___ Fragmento citado ___

Estos últimos días he convivido con la llamada fiebre de heno disipada por los vericuetos de la piel. Lo bueno de la edad es que uno aprende a conocer los padecimientos del propio cuerpo, los trata con remedios caseros y los lleva con resignación.
“Es la vejez” se dice uno, y esa circunstancia se asimila estoicamente, al ser la inexorable cuota que pagamos por haber nacido. George Steiner lo llamaría “nostalgia del absoluto”, mientras Margarita Yourcenar, observando al médico alquimista del siglo XVI, Zenón, a punto de suicidarse en “Opus nigrum”, reconocería que el tiempo es el único gran escultor, siendo nosotros la piedra donde moldea, con martillo y cincel, los recovecos del espíritu.
Uno suele vivir de diversas formas, pero siempre aferrado, como la hiedra en las altas tapias, del pasado que, como nosotros, también fenece; pero solamente recordando o tarareando una caduca melodía, la existencia guarda ramalazos de anhelos perdurables.
En nuestra lejana infancia, no había clase en la escuela los fines de semana, solamente una sesión cultural y entretenidos juegos. Eran sin duda tiempos de una Arcadia feliz.
En las tardes, al campo. Se llegaba a los prados y colinas por un estrecho camino de robles, encinas, castaños, cipreses y todo sobre un valle inclinado de alta hierba donde pareciera que la sinfonía de la naturaleza se guarnecía entre sus espadañas.
Se escuchaba el canto del mirlo, el cuco, la paloma torcaz, el sonido monótono de la cigarra al compás del grillo y el muchachuelo de entonces, travieso como cabrilla montuna, corría detrás de mariposas, saltamontes y gorriones de casero vuelo.

___

(Trabajo requerido):
A: Reescribe el tramo del fragmento sobre la vejez que va desde "Estos últimos días" hasta "lleva con resignación.", cambiando "remedios caseros" por "remedios naturales".
B: Responde, según el fragmento sobre la vejez, estas preguntas:
(i) ¿En qué obra de Margarita Yourcenar aparece Zenón?
(ii) ¿De qué siglo era el médico alquimista Zenón?
(iii) En la infancia, ¿qué había en la escuela los fines de semana en lugar de clase?

___ Material proporcionado ___

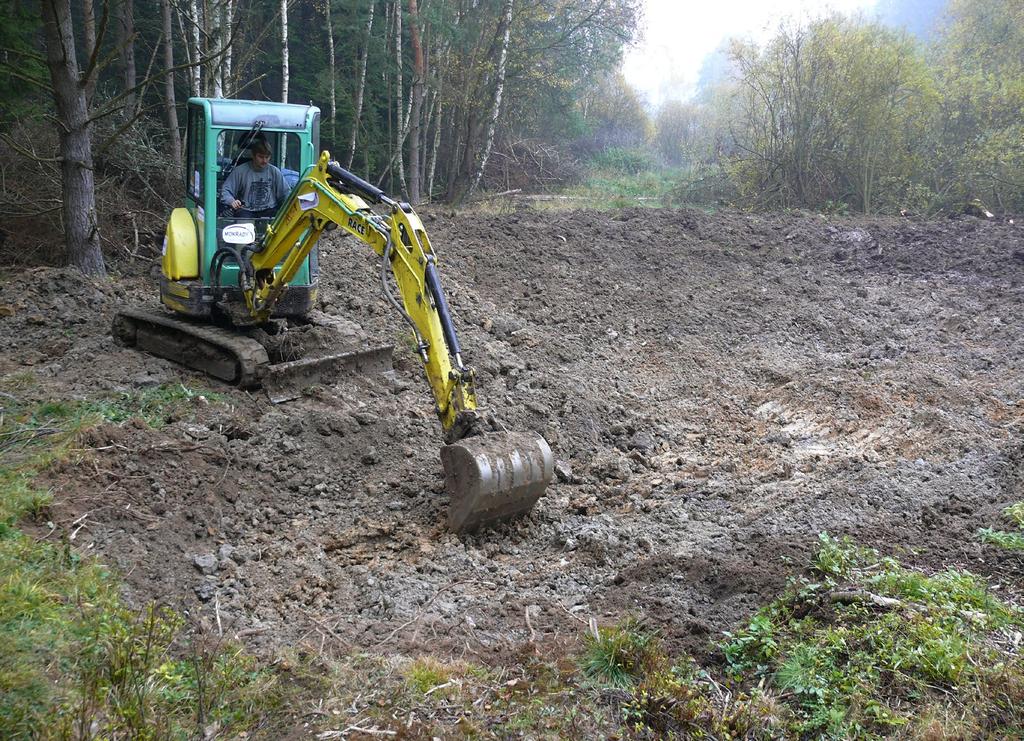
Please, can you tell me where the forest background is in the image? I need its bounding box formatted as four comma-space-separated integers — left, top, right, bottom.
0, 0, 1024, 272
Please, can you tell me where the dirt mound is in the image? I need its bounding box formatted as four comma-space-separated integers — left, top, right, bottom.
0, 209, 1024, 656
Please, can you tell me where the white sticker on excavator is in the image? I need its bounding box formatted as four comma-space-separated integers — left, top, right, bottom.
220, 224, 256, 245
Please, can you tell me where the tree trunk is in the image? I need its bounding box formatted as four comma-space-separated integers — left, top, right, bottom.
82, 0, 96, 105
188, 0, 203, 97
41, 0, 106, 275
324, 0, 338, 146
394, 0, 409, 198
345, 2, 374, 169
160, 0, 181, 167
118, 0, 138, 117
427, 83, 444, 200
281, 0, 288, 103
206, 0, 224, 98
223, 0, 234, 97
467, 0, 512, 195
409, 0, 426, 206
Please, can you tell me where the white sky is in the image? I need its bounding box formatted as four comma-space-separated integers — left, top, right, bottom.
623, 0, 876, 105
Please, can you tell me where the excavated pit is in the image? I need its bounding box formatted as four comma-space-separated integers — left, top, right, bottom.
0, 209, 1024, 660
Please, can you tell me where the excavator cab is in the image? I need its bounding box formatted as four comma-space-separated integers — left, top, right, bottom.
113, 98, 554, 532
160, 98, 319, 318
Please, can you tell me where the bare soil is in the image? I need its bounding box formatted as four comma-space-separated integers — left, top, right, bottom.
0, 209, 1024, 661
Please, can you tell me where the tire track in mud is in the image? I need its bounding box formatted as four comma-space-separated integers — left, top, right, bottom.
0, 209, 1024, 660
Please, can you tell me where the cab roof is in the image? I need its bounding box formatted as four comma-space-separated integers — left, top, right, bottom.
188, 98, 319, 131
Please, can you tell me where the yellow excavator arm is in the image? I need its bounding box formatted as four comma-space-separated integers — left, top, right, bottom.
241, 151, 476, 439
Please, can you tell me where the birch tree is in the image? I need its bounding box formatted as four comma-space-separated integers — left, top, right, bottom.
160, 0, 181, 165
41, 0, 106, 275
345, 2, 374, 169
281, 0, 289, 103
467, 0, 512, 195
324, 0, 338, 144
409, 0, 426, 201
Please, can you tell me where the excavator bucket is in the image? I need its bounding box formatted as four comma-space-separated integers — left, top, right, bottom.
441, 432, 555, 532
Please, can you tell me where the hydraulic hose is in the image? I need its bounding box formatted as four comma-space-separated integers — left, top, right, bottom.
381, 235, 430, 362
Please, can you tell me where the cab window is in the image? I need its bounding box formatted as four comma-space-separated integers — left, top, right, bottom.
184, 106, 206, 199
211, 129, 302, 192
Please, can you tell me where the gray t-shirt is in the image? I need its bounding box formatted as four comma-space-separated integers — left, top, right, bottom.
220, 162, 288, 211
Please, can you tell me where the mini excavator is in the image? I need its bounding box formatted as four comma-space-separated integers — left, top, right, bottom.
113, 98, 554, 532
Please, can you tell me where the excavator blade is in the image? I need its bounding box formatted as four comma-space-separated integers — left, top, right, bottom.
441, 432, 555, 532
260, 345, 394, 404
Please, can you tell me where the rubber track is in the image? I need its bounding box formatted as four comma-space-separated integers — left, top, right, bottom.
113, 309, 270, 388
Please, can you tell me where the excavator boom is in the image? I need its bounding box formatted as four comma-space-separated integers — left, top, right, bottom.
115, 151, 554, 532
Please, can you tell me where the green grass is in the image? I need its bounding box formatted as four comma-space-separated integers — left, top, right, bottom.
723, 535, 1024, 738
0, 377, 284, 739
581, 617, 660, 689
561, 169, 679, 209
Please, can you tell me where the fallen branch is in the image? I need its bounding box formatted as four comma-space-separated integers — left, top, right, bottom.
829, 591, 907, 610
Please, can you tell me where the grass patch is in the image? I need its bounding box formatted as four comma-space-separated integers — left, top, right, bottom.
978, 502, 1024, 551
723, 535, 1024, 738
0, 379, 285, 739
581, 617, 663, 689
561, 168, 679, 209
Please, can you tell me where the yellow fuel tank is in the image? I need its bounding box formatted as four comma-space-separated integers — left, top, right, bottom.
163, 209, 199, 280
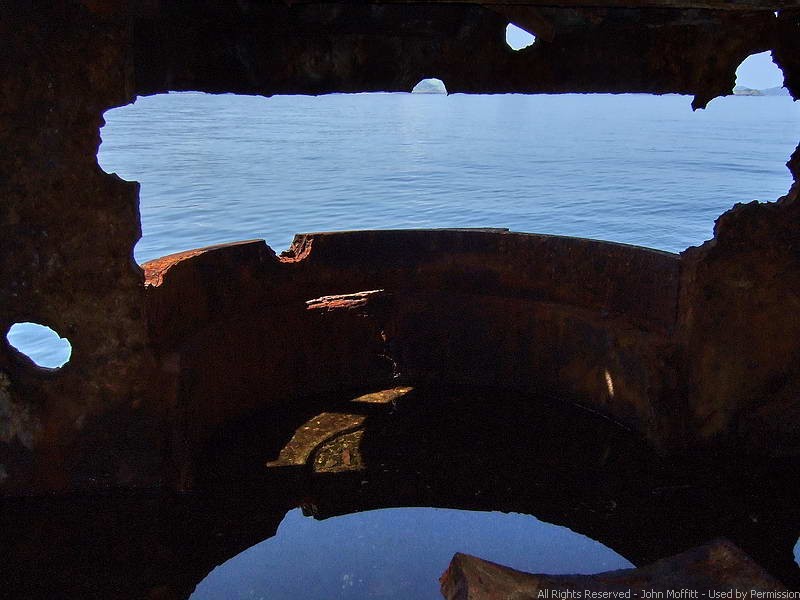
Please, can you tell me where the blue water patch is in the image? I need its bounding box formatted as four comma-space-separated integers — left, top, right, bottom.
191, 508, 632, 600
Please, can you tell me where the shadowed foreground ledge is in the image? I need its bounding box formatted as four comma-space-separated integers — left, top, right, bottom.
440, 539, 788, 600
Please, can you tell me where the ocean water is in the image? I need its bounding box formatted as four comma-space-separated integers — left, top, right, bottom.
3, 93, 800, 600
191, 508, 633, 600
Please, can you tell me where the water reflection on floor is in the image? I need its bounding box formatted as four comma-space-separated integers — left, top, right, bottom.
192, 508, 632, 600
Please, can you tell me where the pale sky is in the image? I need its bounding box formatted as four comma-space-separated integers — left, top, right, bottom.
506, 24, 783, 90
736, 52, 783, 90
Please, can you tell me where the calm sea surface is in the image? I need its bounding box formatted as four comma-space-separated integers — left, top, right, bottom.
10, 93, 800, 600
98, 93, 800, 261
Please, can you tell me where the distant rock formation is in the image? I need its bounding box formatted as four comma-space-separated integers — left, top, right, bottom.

___

(Respuestas numeradas):
A:
Estos últimos días he convivido con la llamada fiebre de heno disipada por los vericuetos de la piel. Lo bueno de la edad es que uno aprende a conocer los padecimientos del propio cuerpo, los trata con remedios naturales y los lleva con resignación.

B:
(i) En "Opus nigrum".
(ii) Del siglo XVI.
(iii) Había solamente una sesión cultural y entretenidos juegos.